§ TASK STATEMENT: Reproduce every line of the items below character for character, without altering anything.
BEGIN LISTED ENTRIES
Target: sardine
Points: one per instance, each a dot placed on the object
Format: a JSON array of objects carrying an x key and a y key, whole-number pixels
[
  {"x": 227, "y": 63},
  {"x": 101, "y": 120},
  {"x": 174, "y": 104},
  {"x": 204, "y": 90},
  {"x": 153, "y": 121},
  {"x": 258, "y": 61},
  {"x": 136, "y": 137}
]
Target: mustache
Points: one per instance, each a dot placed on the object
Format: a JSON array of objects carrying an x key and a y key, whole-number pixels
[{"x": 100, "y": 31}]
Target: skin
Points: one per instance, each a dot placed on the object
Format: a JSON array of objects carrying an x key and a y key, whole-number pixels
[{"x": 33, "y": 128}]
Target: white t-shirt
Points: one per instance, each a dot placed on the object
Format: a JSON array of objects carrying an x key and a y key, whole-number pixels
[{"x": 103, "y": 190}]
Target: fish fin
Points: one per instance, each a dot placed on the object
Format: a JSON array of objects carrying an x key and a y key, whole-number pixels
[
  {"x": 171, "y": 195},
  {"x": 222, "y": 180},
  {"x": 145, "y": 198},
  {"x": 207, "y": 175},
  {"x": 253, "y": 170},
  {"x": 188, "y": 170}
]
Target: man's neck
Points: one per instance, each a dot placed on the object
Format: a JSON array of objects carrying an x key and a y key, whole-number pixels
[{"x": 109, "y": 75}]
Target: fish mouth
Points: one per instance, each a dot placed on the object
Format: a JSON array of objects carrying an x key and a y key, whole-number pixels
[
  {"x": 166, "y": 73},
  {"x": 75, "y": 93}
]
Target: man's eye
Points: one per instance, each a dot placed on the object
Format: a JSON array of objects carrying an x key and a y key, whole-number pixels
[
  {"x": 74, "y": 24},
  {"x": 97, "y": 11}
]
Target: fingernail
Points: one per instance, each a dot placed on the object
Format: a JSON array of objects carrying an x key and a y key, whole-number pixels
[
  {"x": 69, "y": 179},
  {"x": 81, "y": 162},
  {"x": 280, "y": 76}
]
END LISTED ENTRIES
§ EXERCISE SOLUTION:
Target: sardine
Points: one per instance, each a dot placed on the object
Format: a JSON array of objects carrying an x key and a y key, whole-number pixels
[
  {"x": 227, "y": 63},
  {"x": 101, "y": 120},
  {"x": 174, "y": 104},
  {"x": 204, "y": 90},
  {"x": 153, "y": 121},
  {"x": 258, "y": 61},
  {"x": 136, "y": 137}
]
Target: mustache
Points: one per instance, each a dot placed on the object
Format: a JSON array of objects carrying an x key and a y key, whole-number pixels
[{"x": 100, "y": 31}]
Target: skin
Points: one per instance, each a dot placed on the object
Format: a JSON array of objects carrying an x key and a y key, whole-number pixels
[{"x": 33, "y": 128}]
Target: white t-shirt
Points: one per instance, each a dot placed on the object
Format: a JSON array of objects carrying an x key and a y key, whole-number pixels
[{"x": 103, "y": 190}]
Target: fish fin
Points: one per instance, each a dot placed on the object
Format: a JSON array of objects carrying an x key and a y key, whole-number pixels
[
  {"x": 171, "y": 195},
  {"x": 222, "y": 180},
  {"x": 145, "y": 198},
  {"x": 207, "y": 175},
  {"x": 253, "y": 170},
  {"x": 188, "y": 170}
]
Target: man's neck
Points: one per instance, each a dot placed on the object
Format: a JSON array of objects carrying an x key and a y key, whole-number pixels
[{"x": 109, "y": 75}]
Target: fish mouth
Points: one per instance, each a dot placed on the object
Format: a JSON array of objects carrying an x key and a y key, whole-number pixels
[
  {"x": 166, "y": 73},
  {"x": 75, "y": 93}
]
Target: man's eye
Points: one per instance, each a dot placed on the object
Format: a JSON array of objects carrying an x key and a y key, whole-number pixels
[
  {"x": 74, "y": 24},
  {"x": 97, "y": 11}
]
Target: fingernail
Points: one per instance, each a dot placed on the object
Format: a JSON array of objects carrying an x key and a y key, whole-number pixels
[
  {"x": 69, "y": 179},
  {"x": 81, "y": 162},
  {"x": 280, "y": 76}
]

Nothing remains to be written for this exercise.